Starting at the beginning of the listing and ending at the line that contains "x=248 y=214", write the lines out again with "evaluation set" replaced by "test set" and everything else unchanged. Leave the pictures out of your answer.
··· Task data ···
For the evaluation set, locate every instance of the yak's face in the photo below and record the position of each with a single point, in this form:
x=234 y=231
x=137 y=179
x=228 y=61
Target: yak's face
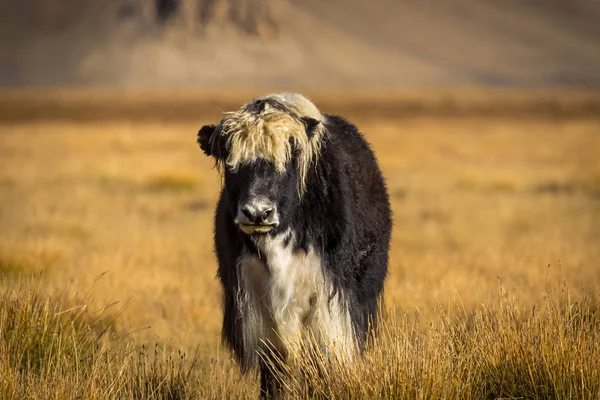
x=260 y=197
x=264 y=151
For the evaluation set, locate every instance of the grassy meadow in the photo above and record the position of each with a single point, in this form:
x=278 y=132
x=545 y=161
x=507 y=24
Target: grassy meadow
x=107 y=273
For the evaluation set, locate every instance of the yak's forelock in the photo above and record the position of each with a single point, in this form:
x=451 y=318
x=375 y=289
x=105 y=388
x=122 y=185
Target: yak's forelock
x=274 y=128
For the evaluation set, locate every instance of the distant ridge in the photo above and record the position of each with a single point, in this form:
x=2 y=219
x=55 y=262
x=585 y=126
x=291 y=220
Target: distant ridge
x=334 y=44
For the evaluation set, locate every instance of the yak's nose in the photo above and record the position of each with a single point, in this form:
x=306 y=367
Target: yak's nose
x=257 y=213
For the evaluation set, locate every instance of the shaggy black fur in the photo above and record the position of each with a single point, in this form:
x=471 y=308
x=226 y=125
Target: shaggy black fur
x=345 y=215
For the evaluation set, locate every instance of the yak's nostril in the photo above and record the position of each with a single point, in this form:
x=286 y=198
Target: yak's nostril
x=266 y=214
x=248 y=214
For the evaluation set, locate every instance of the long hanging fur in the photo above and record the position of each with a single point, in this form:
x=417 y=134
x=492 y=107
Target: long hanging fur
x=321 y=270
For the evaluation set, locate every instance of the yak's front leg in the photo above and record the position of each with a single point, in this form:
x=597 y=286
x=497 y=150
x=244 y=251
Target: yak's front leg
x=272 y=370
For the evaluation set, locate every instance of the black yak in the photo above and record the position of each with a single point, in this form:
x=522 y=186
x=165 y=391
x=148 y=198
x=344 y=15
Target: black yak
x=302 y=230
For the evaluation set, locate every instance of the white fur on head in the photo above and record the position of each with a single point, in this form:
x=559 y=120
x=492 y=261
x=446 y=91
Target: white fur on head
x=268 y=134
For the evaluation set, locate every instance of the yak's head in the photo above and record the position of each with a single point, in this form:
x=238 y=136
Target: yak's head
x=264 y=151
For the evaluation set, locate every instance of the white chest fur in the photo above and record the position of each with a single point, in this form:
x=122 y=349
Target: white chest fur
x=286 y=295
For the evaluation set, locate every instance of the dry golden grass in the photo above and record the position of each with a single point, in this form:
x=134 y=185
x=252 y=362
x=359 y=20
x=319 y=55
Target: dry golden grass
x=123 y=211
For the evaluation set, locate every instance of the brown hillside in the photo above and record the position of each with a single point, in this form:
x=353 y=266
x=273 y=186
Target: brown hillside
x=300 y=43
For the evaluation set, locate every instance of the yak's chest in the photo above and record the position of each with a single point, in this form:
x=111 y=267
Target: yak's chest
x=284 y=286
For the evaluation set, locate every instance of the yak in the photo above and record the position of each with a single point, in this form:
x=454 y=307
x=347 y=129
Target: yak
x=302 y=231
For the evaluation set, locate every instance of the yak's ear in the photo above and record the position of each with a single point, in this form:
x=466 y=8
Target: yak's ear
x=204 y=135
x=310 y=125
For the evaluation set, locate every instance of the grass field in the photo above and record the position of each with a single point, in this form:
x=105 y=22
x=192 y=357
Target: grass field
x=493 y=217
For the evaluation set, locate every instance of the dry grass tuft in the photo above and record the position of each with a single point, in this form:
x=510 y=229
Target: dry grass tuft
x=173 y=182
x=473 y=199
x=500 y=350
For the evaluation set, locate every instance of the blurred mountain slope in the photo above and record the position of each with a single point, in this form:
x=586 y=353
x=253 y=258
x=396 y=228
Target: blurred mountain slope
x=300 y=43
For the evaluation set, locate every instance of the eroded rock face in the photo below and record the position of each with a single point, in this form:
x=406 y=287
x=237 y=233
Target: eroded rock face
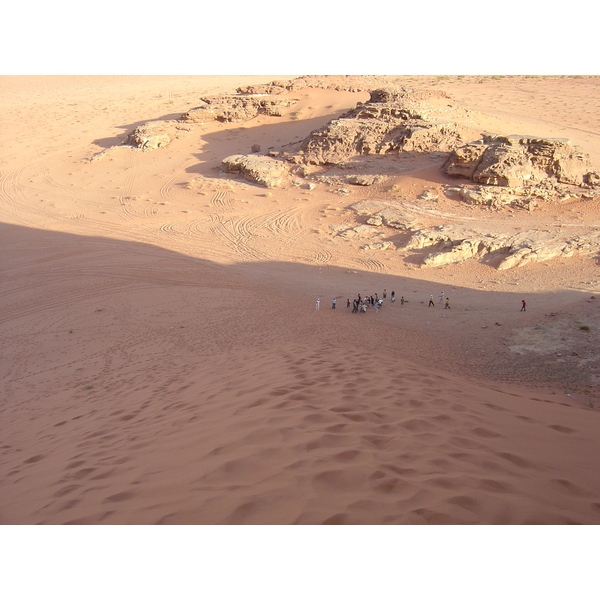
x=514 y=161
x=456 y=243
x=394 y=119
x=263 y=170
x=236 y=107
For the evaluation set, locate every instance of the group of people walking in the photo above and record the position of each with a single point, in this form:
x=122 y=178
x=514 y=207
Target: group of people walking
x=360 y=304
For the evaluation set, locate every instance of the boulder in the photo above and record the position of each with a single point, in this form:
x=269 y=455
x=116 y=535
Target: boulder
x=515 y=161
x=263 y=170
x=150 y=136
x=393 y=120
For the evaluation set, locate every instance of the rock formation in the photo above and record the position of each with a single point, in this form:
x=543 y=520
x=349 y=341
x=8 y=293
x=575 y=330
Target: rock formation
x=394 y=119
x=454 y=243
x=263 y=170
x=515 y=160
x=236 y=107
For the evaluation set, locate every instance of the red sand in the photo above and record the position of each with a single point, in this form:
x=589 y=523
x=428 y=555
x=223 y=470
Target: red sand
x=163 y=361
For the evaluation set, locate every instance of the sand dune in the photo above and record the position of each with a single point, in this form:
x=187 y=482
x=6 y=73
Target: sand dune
x=163 y=361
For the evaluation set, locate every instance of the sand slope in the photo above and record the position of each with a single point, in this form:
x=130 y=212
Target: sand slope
x=163 y=361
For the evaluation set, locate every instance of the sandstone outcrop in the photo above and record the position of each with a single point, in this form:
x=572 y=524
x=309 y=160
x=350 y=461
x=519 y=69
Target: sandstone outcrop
x=236 y=107
x=394 y=119
x=155 y=134
x=262 y=170
x=514 y=161
x=454 y=243
x=519 y=249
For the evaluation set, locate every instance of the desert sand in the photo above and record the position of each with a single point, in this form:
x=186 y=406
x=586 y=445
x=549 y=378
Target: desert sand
x=163 y=361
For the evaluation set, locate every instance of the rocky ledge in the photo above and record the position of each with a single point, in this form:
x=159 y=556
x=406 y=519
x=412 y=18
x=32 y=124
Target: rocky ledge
x=515 y=160
x=394 y=119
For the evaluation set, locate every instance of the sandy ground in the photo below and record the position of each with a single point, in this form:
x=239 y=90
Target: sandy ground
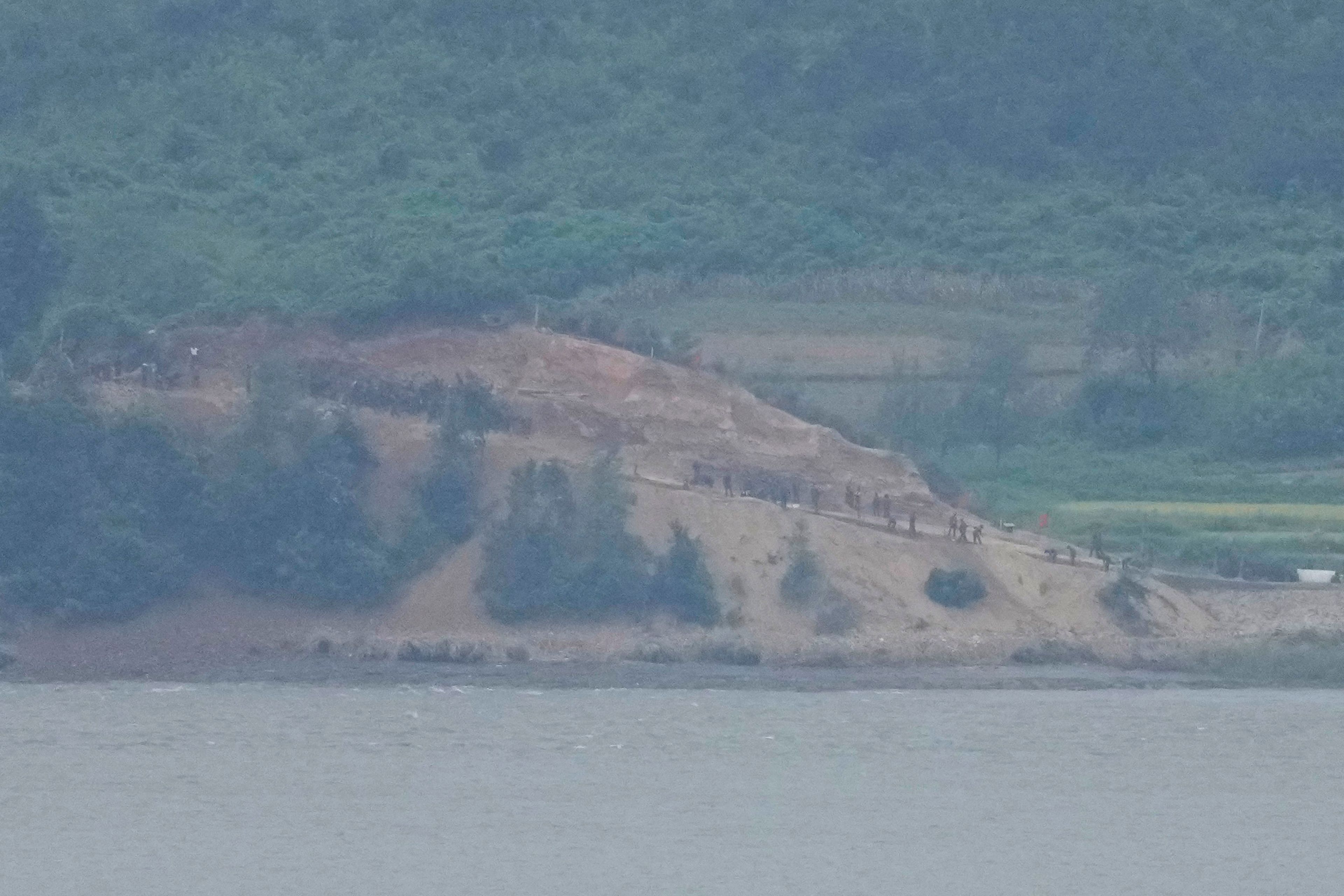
x=579 y=398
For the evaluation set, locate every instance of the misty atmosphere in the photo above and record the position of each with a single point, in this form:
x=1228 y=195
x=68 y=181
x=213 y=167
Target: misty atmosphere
x=760 y=354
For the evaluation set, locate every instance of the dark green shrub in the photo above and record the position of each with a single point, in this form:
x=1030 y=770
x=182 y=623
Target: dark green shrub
x=683 y=585
x=94 y=522
x=1127 y=602
x=958 y=589
x=298 y=528
x=806 y=581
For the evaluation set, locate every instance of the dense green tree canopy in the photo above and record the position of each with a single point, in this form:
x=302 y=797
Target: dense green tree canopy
x=359 y=156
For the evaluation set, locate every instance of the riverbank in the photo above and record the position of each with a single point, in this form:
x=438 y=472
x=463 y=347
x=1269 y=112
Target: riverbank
x=588 y=675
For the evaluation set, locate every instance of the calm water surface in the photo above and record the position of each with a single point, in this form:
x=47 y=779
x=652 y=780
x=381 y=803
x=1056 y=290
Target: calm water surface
x=147 y=790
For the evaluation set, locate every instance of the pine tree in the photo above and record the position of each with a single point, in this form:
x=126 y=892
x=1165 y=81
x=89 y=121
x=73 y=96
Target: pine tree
x=31 y=264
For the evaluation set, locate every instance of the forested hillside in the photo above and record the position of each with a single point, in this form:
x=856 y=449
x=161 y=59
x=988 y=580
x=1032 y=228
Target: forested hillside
x=354 y=158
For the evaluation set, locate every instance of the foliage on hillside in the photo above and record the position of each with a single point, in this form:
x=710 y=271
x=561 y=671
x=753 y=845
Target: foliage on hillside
x=101 y=519
x=566 y=554
x=374 y=158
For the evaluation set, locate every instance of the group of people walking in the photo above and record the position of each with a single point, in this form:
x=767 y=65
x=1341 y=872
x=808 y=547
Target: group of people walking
x=958 y=530
x=787 y=491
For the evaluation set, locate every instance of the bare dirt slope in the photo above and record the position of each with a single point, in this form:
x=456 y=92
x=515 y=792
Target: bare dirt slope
x=580 y=397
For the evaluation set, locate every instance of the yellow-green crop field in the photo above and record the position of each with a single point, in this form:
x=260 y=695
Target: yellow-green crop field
x=1303 y=512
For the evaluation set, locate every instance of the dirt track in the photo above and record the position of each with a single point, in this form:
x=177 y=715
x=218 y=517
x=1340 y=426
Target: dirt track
x=580 y=397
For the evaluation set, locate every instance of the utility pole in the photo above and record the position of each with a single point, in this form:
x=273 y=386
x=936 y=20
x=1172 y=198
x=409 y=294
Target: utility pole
x=1260 y=327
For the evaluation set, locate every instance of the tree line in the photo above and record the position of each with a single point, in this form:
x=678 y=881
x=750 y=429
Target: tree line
x=381 y=159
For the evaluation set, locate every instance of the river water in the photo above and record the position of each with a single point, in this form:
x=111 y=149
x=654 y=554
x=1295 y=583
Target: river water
x=183 y=790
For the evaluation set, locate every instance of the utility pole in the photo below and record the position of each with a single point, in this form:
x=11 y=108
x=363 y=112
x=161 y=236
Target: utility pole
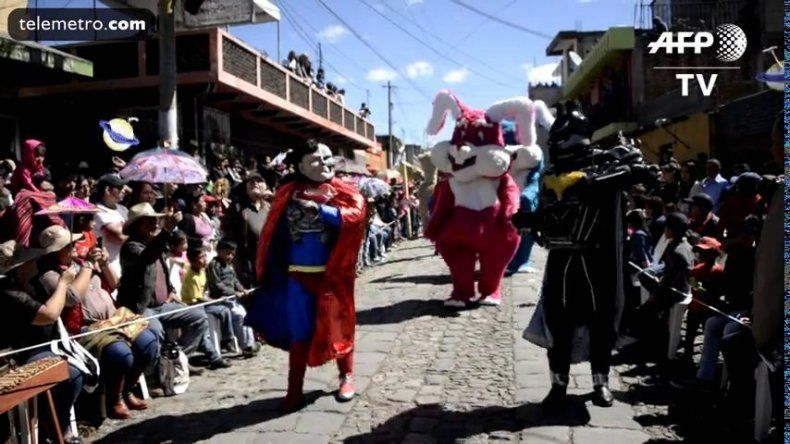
x=390 y=157
x=168 y=104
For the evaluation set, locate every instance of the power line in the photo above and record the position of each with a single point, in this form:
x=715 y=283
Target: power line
x=439 y=39
x=372 y=48
x=483 y=22
x=504 y=22
x=434 y=50
x=306 y=37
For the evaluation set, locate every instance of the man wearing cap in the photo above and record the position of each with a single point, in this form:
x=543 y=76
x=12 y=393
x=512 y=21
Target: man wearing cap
x=714 y=185
x=701 y=218
x=244 y=223
x=108 y=223
x=145 y=288
x=706 y=286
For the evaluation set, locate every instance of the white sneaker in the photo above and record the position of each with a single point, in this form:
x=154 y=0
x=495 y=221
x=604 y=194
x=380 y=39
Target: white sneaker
x=454 y=303
x=346 y=391
x=491 y=301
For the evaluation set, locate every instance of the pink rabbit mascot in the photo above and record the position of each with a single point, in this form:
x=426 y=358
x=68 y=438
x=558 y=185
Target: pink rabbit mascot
x=471 y=214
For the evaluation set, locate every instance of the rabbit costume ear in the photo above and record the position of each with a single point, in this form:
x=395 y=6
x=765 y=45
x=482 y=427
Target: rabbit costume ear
x=444 y=102
x=520 y=110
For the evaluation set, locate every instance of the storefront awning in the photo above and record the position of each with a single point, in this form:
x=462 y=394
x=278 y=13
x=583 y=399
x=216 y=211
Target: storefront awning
x=37 y=54
x=615 y=41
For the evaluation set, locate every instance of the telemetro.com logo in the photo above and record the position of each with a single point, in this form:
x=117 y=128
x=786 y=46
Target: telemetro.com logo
x=730 y=44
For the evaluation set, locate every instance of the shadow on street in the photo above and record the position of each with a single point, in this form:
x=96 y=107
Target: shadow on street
x=203 y=425
x=449 y=426
x=404 y=311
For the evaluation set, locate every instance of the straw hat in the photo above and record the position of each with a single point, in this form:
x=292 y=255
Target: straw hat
x=138 y=212
x=56 y=238
x=13 y=255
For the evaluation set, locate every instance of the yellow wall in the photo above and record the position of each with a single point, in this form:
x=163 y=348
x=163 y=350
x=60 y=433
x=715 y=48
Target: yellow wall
x=694 y=131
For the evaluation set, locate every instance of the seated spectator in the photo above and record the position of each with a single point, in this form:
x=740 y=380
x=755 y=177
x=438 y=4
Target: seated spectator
x=222 y=282
x=707 y=286
x=702 y=221
x=32 y=164
x=194 y=291
x=124 y=353
x=145 y=289
x=28 y=318
x=109 y=222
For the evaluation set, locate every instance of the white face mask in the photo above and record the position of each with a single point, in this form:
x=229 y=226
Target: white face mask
x=318 y=166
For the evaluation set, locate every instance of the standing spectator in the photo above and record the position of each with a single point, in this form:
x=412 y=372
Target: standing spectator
x=707 y=286
x=29 y=318
x=222 y=282
x=713 y=184
x=142 y=192
x=702 y=221
x=669 y=188
x=243 y=224
x=84 y=185
x=145 y=288
x=109 y=222
x=33 y=153
x=654 y=207
x=688 y=178
x=640 y=246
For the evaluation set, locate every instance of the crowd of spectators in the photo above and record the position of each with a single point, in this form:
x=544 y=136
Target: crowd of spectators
x=706 y=241
x=151 y=249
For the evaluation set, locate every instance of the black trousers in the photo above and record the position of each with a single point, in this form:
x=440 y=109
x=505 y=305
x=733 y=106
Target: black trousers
x=580 y=289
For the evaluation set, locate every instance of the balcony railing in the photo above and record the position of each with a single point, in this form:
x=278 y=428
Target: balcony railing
x=243 y=62
x=680 y=15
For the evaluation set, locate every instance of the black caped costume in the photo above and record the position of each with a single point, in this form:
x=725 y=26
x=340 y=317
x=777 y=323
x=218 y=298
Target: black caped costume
x=580 y=221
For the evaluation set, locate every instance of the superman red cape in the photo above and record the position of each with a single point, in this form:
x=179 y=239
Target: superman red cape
x=335 y=312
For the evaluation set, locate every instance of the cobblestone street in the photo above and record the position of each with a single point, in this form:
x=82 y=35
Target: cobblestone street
x=424 y=375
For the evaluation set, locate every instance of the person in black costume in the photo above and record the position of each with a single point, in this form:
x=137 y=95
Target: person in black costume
x=580 y=221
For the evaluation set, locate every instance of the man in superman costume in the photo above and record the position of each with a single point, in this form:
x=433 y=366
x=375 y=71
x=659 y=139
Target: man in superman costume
x=306 y=268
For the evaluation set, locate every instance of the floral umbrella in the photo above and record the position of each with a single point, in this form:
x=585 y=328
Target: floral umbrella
x=70 y=205
x=164 y=165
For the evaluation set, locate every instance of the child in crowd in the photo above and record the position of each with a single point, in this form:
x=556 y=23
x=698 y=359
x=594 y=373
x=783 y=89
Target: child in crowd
x=194 y=291
x=223 y=282
x=176 y=259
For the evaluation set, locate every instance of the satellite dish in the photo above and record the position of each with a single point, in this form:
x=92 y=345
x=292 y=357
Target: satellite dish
x=575 y=58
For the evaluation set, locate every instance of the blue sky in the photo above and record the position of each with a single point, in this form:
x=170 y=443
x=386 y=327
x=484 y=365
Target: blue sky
x=480 y=60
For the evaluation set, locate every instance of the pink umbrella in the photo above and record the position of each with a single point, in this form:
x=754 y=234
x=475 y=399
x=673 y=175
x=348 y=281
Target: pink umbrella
x=70 y=205
x=164 y=165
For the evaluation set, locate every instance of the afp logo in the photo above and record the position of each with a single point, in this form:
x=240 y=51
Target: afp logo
x=730 y=42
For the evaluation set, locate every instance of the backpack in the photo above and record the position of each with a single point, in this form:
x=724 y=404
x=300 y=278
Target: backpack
x=173 y=369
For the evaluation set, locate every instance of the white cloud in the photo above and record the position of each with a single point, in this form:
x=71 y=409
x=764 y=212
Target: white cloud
x=456 y=76
x=381 y=75
x=419 y=69
x=541 y=73
x=333 y=33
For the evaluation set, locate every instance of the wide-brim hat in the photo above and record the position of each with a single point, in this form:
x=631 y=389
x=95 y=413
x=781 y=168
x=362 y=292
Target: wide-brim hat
x=13 y=255
x=137 y=212
x=55 y=238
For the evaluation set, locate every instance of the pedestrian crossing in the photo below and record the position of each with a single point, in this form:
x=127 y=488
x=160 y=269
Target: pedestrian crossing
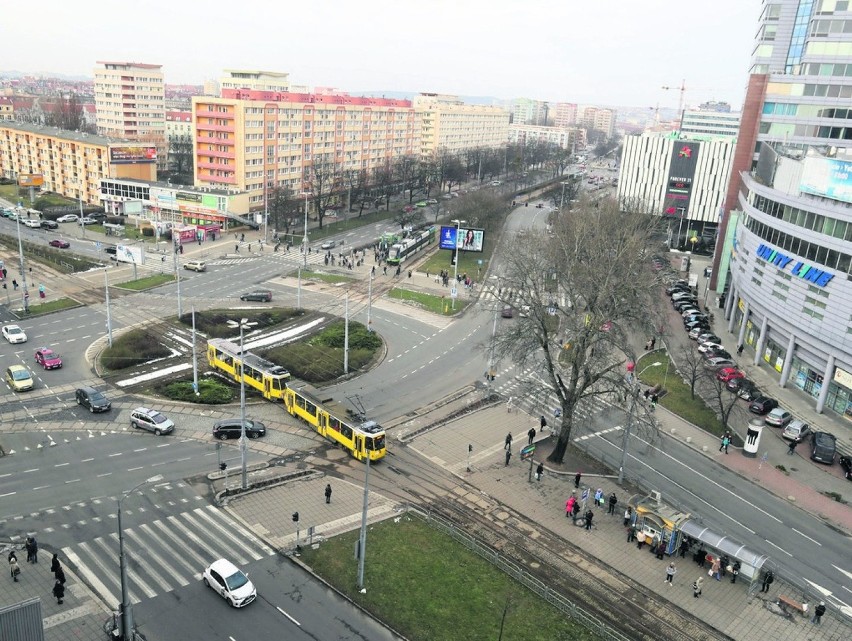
···
- [Written solution]:
For the test set, locate every instance of the yak's face in the photo below and record the position of each with a single point, in this form:
x=234 y=231
x=137 y=179
x=228 y=61
Target: yak's face
x=260 y=197
x=264 y=151
For the test set, locate every instance of the grassy meadow in the photo above and record the position of each with a single point, in this form:
x=278 y=132
x=545 y=161
x=507 y=24
Target: grassy meadow
x=107 y=273
For the test set, locate every instance of the yak's forelock in the photo above and record the position of each with a single point, in this form:
x=451 y=318
x=375 y=289
x=105 y=388
x=122 y=185
Target: yak's forelock
x=274 y=128
For the test set, locate every instance of the distant ridge in the photo above and record the position of each with a single point, in this form:
x=2 y=219
x=55 y=262
x=585 y=126
x=291 y=220
Target: distant ridge
x=334 y=44
For the test set, locate every instance of the yak's nose in the photo above and record the position of each with a single point, in this form:
x=306 y=367
Target: yak's nose
x=257 y=213
For the test set, locate every instance of the shaggy black fur in the photo above and record the position of each with a single point, in this form:
x=471 y=308
x=226 y=125
Target: shaggy black fur
x=345 y=215
For the test set, locate every instance of the yak's nostril in the photo above and record the position of each with a single point, in this form:
x=286 y=198
Target: yak's nostril
x=266 y=214
x=248 y=214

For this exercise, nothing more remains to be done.